Но, как ни странен, неестествен, как ни похож был на коммерческую сделку брак молодых людей по выбору родителей с помощью сватов, я, рискуя показаться молодым моим читателям и читательницам парадоксальным, утверждаю на основании многолетних наблюдений, что в супружеской жизни, основанной на подобных брачных союзах, в доброе старое время было очень часто больше верности, прочности, больше взаимного уважения и преданности, и если хотите, и больше поэзии и любви, чем в супружеской жизни настоящего поколения, начинающейся по собственному выбору после многолетнего ухаживания и тайных свиданий в лунные ночи, подчас после героических дуэлей и не менее героических похищений дочерей из дома родителей и жен излома мужей. Рыцарский и вообще европейский роман завязывается и разыгрывается вне брака, и с момента венчания наступает обыкновенно развязка, конец романа; у нас же, наоборот, роман начинался с момента венчания. Молодые новобрачные — я говорю не об исключительно ранних браках, а об обычных, в возрасте семнадцати-восемнадцати лет, — чистые душою{25}, неопошленные, неизжившиеся, не истратившие своих сил на стороне, в кафешантанах, отдельных кабинетах и тому подобных заведениях, впервые приходившие в соприкосновение с лицами противоположного пола, подростки с не установившимися еще характерами и неукрепившимися навыками, легко привыкали, приноравливались, привязывались друг к другу; сильная вера в святость брачной жизни, естественный инстинкт, общность семейных экономических интересов — все это создавало крепкую связь между молодыми супругами, делало их необходимыми дополнениями друг к другу, развивало в них родственную любовь, ту любовь, которая с годами не ослабевает, а крепнет.
== == ==
> **Поставленная задача 1**:
Преобразуйте все строки записей в таблицу Markdown с колонками «№» и «Строка», пропустив пустые строки.
Фрагмент и записи никак не связаны между собой.

> **Рабочие данные**:
== == ==
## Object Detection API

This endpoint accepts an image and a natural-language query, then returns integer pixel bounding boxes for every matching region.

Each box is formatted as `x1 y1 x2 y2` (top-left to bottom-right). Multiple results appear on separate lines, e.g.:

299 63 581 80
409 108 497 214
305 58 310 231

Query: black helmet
== == ==
> **Поставленная задача 2**:
В каком возрасте, согласно фрагменту о браке, обычно вступали в брак молодые новобрачные?

> **Итоговый результат 1**:
| № | Строка |
|---|---|
| 1 | ## Object Detection API |
| 2 | This endpoint accepts an image and a natural-language query, then returns integer pixel bounding boxes for every matching region. |
| 3 | Each box is formatted as `x1 y1 x2 y2` (top-left to bottom-right). Multiple results appear on separate lines, e.g.: |
| 4 | 299 63 581 80 |
| 5 | 409 108 497 214 |
| 6 | 305 58 310 231 |
| 7 | Query: black helmet |

> **Итоговый результат 2**:
В семнадцать-восемнадцать лет.